Aim of the exercise >> Restate every line of the material, word for word.

Supplied entries >>
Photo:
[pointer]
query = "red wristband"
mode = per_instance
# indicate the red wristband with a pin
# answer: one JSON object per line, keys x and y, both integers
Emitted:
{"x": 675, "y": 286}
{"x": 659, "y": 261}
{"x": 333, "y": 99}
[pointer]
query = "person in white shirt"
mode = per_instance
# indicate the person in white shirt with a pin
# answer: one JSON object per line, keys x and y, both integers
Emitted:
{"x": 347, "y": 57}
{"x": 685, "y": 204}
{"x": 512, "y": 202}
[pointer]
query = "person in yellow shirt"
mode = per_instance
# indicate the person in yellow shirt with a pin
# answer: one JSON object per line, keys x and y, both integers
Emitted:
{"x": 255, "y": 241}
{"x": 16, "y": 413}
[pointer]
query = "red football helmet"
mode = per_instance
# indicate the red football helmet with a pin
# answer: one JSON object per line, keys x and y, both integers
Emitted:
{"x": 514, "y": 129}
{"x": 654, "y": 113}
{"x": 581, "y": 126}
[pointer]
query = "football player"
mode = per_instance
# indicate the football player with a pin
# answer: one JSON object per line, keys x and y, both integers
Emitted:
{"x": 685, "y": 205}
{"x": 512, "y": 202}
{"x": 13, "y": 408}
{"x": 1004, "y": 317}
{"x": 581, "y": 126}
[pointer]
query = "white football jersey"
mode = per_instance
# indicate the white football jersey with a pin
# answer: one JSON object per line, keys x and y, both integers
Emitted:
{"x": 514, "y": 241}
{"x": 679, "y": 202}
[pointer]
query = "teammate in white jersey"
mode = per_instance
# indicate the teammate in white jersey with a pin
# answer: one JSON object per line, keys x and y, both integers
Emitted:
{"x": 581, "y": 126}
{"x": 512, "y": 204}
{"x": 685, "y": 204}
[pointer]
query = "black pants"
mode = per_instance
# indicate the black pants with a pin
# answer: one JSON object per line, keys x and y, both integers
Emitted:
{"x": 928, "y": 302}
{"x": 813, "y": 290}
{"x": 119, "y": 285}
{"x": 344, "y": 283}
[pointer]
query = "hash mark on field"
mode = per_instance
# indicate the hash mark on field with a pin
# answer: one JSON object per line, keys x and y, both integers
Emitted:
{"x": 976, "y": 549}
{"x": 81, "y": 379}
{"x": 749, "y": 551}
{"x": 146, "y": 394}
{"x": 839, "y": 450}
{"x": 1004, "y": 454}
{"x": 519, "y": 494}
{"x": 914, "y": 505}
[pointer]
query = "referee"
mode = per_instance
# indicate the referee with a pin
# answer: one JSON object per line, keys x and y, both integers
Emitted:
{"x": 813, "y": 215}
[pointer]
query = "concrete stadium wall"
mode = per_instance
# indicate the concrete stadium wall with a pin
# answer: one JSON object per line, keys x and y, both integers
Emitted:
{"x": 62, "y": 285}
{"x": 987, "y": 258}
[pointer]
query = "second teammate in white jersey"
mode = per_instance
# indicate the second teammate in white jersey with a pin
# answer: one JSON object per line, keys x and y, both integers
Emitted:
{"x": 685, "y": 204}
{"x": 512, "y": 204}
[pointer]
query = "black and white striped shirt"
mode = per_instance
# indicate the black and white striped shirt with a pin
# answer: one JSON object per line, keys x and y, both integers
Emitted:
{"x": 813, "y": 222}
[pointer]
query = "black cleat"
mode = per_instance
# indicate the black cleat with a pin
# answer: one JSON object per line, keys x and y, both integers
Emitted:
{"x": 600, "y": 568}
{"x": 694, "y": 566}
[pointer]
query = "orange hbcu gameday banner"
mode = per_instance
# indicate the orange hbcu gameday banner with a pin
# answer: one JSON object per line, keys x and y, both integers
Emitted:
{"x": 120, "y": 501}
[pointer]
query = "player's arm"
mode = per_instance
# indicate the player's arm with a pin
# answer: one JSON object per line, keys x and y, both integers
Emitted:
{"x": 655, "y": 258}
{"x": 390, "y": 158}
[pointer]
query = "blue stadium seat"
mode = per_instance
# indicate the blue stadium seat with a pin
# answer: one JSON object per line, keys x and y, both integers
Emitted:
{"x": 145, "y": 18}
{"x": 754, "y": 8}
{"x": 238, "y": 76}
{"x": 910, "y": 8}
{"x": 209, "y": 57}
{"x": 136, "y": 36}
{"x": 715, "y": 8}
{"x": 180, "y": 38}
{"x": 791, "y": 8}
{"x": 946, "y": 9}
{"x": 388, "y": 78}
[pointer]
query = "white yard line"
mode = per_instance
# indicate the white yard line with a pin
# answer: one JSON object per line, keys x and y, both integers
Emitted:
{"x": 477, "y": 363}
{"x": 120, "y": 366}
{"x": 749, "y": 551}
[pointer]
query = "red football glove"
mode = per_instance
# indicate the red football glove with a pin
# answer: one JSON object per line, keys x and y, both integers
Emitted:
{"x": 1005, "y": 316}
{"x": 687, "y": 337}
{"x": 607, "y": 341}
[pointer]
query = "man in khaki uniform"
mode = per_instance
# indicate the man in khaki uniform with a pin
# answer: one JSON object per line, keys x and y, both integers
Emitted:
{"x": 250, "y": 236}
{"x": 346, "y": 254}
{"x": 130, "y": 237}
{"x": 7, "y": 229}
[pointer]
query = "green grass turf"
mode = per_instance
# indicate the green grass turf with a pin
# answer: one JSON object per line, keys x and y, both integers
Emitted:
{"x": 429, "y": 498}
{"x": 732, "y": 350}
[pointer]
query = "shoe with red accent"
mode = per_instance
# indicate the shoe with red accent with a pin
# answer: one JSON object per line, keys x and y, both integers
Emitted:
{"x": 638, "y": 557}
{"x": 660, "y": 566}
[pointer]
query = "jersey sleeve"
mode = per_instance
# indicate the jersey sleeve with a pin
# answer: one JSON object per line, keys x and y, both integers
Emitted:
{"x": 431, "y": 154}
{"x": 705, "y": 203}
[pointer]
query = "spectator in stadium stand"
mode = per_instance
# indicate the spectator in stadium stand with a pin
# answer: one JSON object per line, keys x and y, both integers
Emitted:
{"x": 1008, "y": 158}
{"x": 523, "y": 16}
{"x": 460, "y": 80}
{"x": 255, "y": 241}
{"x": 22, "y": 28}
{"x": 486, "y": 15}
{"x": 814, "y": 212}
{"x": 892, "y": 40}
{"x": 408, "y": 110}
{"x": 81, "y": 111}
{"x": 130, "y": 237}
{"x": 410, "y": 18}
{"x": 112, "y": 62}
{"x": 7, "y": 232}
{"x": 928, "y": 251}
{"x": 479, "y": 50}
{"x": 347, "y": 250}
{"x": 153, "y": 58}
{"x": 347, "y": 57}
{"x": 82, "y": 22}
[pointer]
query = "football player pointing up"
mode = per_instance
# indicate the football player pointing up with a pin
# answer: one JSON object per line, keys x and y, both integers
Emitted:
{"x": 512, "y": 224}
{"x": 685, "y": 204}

Output for this exercise >>
Photo:
[pointer]
query = "red wristband"
mode = per_instance
# indicate the red wristband with a pin
# answer: one JSON object per line, keys x and y, both integers
Emitted:
{"x": 675, "y": 286}
{"x": 659, "y": 261}
{"x": 333, "y": 99}
[pointer]
query = "person in white shirt"
mode = per_instance
# indicate the person in white shirt with a pin
# answer: one JSON object per line, keys x and y, both integers
Emitted:
{"x": 347, "y": 57}
{"x": 685, "y": 204}
{"x": 512, "y": 202}
[pointer]
query = "person in yellow shirt"
mode = per_instance
# indicate the person in yellow shirt with a pin
# answer: one JSON object per line, keys x and y, both integers
Emitted:
{"x": 255, "y": 241}
{"x": 16, "y": 413}
[pointer]
query = "red football helmet"
mode = per_instance
# indicate the red football helmet with a pin
# answer: one JSON object per line, keys x and y, both integers
Emitted:
{"x": 514, "y": 129}
{"x": 654, "y": 113}
{"x": 581, "y": 126}
[pointer]
query = "football player"
mode = per_instance
# indicate the football player with a pin
# answer: one JSON object per line, keys x and y, both integers
Emitted:
{"x": 685, "y": 205}
{"x": 512, "y": 202}
{"x": 13, "y": 408}
{"x": 1004, "y": 317}
{"x": 581, "y": 126}
[pointer]
query = "white football jersey"
mode = per_instance
# indicate the white football jersey with a pin
# answer: one JSON object per line, keys x and y, both integers
Emitted:
{"x": 514, "y": 241}
{"x": 679, "y": 202}
[pointer]
query = "teammate in white jersey"
mode = per_instance
# indicate the teammate in white jersey with a pin
# answer: one JSON object per line, keys x and y, both integers
Emitted:
{"x": 581, "y": 126}
{"x": 512, "y": 204}
{"x": 685, "y": 204}
[pointer]
query = "black pants"
mode = per_instance
# indicate the black pants with a pin
# answer: one JSON object per line, keys x and y, both integers
Emitted:
{"x": 928, "y": 302}
{"x": 813, "y": 290}
{"x": 119, "y": 285}
{"x": 344, "y": 283}
[pointer]
query = "hash mark on field"
mode = per_instance
# indicate the hash mark on field with a pin
# answer: one JSON object per line, keys x and y, both integers
Emitted:
{"x": 976, "y": 549}
{"x": 81, "y": 379}
{"x": 749, "y": 551}
{"x": 146, "y": 394}
{"x": 839, "y": 450}
{"x": 1004, "y": 454}
{"x": 519, "y": 494}
{"x": 914, "y": 505}
[pointer]
query = "referee"
mode = per_instance
# indicate the referee with a pin
# answer: one JSON object per line, keys x and y, both integers
Emitted:
{"x": 813, "y": 215}
[pointer]
query = "concrete stadium wall"
mode = per_instance
# indicate the concrete stadium wall with a pin
# answer: one JSON object per line, keys x and y, both integers
Emitted:
{"x": 62, "y": 285}
{"x": 987, "y": 258}
[pointer]
query = "second teammate in white jersey"
mode = per_instance
# indicate the second teammate in white jersey with a pin
# answer: one JSON object per line, keys x and y, both integers
Emitted:
{"x": 685, "y": 204}
{"x": 512, "y": 204}
[pointer]
query = "black and white striped shirt"
mode = per_instance
# indicate the black and white striped shirt with a pin
# answer: one JSON object per line, keys x and y, both integers
Emitted:
{"x": 813, "y": 222}
[pointer]
query = "black cleat"
mode = per_instance
# indicate the black cleat with a pin
# answer: one JSON object per line, keys x and y, both integers
Emitted:
{"x": 600, "y": 568}
{"x": 694, "y": 566}
[pointer]
query = "orange hbcu gameday banner"
mode = per_instance
# indicate the orange hbcu gameday banner with a pin
# answer: one JSON object per line, keys x and y, both integers
Emitted:
{"x": 120, "y": 501}
[pointer]
query = "player's arm"
mode = per_instance
# indicate the player's arm with a pin
# answer: one JSON object per line, keys x and y, both integers
Emitted:
{"x": 655, "y": 258}
{"x": 390, "y": 158}
[pointer]
query = "blue stadium seat"
mode = per_instance
# indicate the blue stadium seat with a pin
# answer: one JSON object per line, keys x and y, both integers
Emitted:
{"x": 145, "y": 18}
{"x": 754, "y": 8}
{"x": 238, "y": 76}
{"x": 910, "y": 8}
{"x": 209, "y": 57}
{"x": 136, "y": 36}
{"x": 715, "y": 8}
{"x": 180, "y": 38}
{"x": 791, "y": 8}
{"x": 946, "y": 9}
{"x": 388, "y": 78}
[pointer]
query = "white yard line"
mode = per_instance
# indicate the white yard line with a pin
# answer: one JSON object per line, keys x and y, both integers
Emitted:
{"x": 477, "y": 363}
{"x": 120, "y": 366}
{"x": 749, "y": 551}
[pointer]
query = "red football glove"
mode = per_instance
# indicate the red football glove with a pin
# answer: one JSON object per line, keys x and y, both integers
Emitted:
{"x": 1005, "y": 316}
{"x": 687, "y": 337}
{"x": 607, "y": 341}
[pointer]
query = "man in khaki uniform"
mode = per_instance
# indicate the man in khaki uniform with a pin
# answer: one JSON object per line, keys x and y, both integers
Emitted:
{"x": 250, "y": 236}
{"x": 346, "y": 254}
{"x": 130, "y": 237}
{"x": 7, "y": 229}
[pointer]
query = "green grass turf"
mode = per_instance
# indicate the green grass turf with a pin
# answer: one JSON object per line, keys x and y, both integers
Emitted:
{"x": 429, "y": 498}
{"x": 732, "y": 350}
[pointer]
query = "shoe with red accent"
mode = per_instance
# indicate the shoe with red accent with a pin
# answer: one JSON object per line, keys x and y, both integers
Emitted:
{"x": 638, "y": 557}
{"x": 660, "y": 566}
[pointer]
query = "jersey sleeve"
mode = per_instance
# indicate the jersey sleeve with a pin
# answer: one JSON object per line, keys x and y, both integers
Emitted:
{"x": 431, "y": 154}
{"x": 705, "y": 203}
[pointer]
query = "spectator in stadium stand"
mode = per_instance
# indicate the spectator in stadium stand with a pin
# answer: one JSON object per line, keys x and y, both integers
Emitted:
{"x": 1008, "y": 158}
{"x": 523, "y": 16}
{"x": 460, "y": 80}
{"x": 255, "y": 241}
{"x": 22, "y": 28}
{"x": 486, "y": 15}
{"x": 814, "y": 212}
{"x": 892, "y": 40}
{"x": 408, "y": 110}
{"x": 81, "y": 111}
{"x": 130, "y": 237}
{"x": 410, "y": 18}
{"x": 112, "y": 62}
{"x": 7, "y": 232}
{"x": 928, "y": 251}
{"x": 479, "y": 50}
{"x": 347, "y": 250}
{"x": 153, "y": 58}
{"x": 347, "y": 57}
{"x": 82, "y": 22}
[pointer]
query = "football player pointing up"
mode = per_instance
# indicate the football player pointing up with a pin
# answer: one JSON object per line, keys x and y, both integers
Emitted:
{"x": 512, "y": 224}
{"x": 685, "y": 204}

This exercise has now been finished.